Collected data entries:
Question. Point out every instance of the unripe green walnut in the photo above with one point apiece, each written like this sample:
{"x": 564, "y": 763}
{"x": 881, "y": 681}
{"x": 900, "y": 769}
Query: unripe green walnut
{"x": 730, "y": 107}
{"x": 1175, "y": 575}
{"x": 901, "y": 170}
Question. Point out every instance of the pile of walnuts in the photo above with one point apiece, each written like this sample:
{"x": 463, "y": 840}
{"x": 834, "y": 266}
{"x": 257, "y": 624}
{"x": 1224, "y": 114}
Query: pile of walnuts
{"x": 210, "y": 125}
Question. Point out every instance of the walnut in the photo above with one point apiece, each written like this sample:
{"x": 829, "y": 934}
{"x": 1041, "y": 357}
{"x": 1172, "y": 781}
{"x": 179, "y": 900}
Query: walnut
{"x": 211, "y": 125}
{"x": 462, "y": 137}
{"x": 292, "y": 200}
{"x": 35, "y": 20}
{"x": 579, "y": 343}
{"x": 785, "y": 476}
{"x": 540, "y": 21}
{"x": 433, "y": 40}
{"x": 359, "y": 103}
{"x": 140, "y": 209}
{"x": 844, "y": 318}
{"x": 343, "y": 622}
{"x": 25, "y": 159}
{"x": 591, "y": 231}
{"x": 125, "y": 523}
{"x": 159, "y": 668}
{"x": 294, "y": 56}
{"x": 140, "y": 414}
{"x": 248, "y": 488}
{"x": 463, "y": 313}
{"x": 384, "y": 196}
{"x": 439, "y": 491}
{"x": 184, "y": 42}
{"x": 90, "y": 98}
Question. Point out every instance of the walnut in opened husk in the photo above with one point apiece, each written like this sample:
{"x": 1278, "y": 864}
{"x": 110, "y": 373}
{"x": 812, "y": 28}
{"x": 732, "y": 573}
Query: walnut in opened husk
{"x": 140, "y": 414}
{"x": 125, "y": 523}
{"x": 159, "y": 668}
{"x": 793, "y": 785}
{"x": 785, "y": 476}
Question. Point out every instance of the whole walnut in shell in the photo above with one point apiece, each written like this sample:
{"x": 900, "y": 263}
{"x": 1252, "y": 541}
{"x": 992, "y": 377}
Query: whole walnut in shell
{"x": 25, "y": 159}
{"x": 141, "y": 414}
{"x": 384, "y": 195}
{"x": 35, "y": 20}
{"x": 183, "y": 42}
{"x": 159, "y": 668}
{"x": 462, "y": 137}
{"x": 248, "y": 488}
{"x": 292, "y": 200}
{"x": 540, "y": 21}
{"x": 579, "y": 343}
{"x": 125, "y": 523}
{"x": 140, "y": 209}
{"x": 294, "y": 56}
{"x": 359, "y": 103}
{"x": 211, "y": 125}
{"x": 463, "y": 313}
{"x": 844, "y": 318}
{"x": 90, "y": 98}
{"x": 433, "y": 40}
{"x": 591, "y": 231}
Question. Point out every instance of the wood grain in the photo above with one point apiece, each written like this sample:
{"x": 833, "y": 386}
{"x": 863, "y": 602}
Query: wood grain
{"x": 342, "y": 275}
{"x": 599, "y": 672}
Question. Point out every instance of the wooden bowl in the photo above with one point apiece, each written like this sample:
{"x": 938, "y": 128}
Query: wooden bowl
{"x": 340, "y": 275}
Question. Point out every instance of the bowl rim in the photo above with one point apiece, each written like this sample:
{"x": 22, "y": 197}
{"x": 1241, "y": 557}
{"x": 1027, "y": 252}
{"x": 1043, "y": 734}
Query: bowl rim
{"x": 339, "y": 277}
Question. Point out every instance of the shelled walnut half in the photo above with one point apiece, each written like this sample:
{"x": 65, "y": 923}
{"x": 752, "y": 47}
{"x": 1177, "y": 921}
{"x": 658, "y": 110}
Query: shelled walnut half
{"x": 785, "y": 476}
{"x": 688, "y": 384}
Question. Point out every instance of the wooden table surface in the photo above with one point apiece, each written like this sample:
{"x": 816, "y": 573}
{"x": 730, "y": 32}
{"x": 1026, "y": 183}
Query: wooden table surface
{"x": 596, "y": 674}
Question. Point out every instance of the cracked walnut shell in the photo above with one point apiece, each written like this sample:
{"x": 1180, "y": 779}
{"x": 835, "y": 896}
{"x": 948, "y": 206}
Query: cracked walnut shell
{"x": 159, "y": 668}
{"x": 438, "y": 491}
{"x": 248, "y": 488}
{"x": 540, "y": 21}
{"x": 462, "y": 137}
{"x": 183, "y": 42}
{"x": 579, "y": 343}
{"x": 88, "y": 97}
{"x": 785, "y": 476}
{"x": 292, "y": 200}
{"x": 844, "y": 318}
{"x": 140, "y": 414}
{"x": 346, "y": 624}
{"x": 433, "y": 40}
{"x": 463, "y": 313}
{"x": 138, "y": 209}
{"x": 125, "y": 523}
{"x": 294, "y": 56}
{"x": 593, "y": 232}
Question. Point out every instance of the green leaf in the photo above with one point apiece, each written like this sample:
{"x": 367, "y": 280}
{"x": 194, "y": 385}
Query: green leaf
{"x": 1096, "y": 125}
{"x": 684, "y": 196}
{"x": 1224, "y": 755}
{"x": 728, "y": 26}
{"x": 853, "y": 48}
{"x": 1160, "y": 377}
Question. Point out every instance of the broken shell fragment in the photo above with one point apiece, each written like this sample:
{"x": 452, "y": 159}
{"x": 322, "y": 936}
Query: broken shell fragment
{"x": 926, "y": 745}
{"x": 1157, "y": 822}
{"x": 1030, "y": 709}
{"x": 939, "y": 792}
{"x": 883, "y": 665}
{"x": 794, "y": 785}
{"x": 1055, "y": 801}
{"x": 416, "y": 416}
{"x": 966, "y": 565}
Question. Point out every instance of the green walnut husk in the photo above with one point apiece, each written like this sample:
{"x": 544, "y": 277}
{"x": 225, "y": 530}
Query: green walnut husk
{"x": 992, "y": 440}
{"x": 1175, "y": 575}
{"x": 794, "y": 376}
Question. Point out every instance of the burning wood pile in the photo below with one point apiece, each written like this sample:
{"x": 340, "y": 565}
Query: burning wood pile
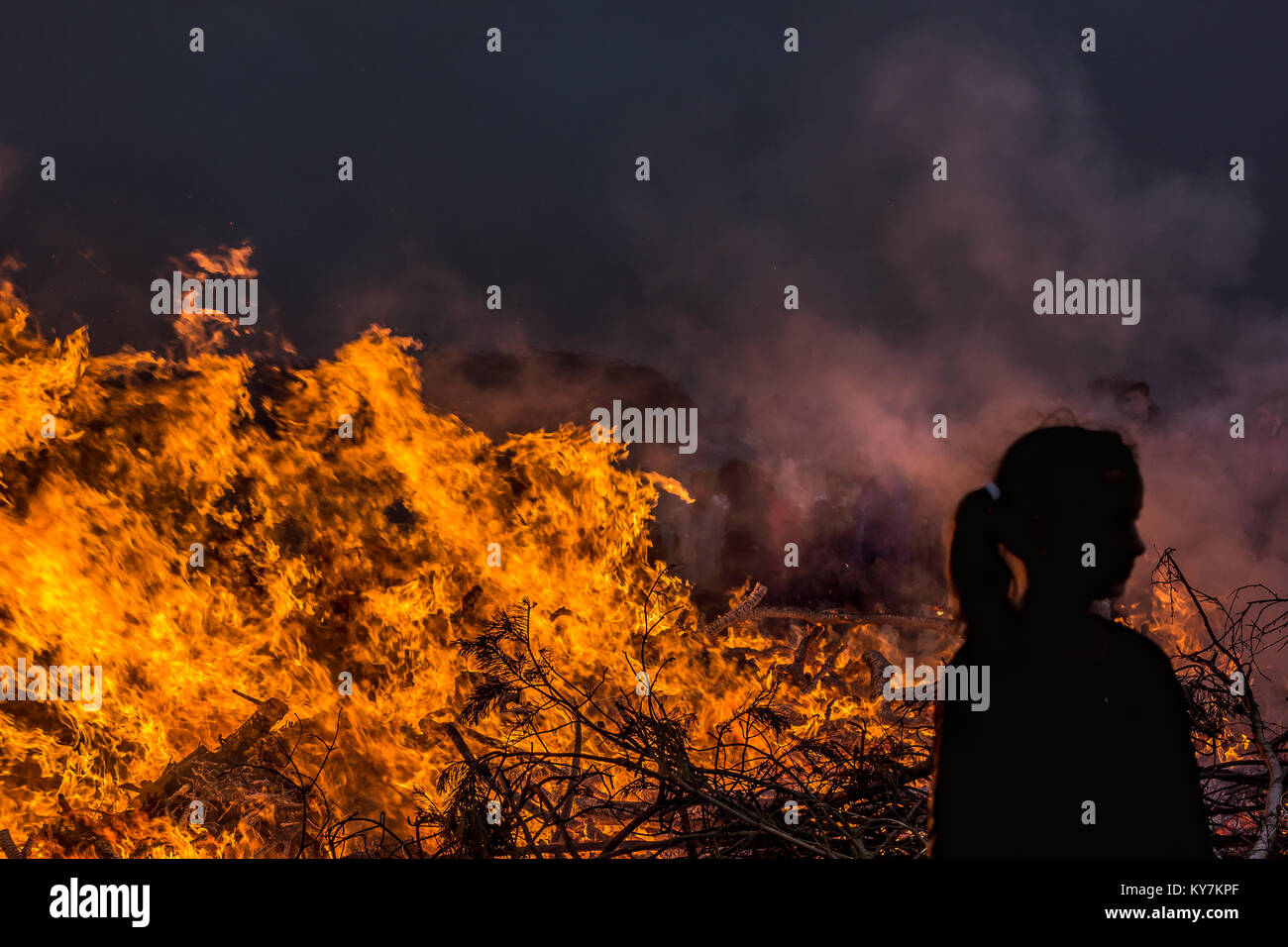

> Exercise
Please copy the records verbatim, from the line containing "Question. Point out every instance of the burning" through the end of the records, both ends included. Leave the pictures out of your answer.

> Output of the exercise
Question. Point out every instance of the burning wood pile in the photo below with one point apiece, each written like this sample:
{"x": 340, "y": 565}
Query: burning wood pile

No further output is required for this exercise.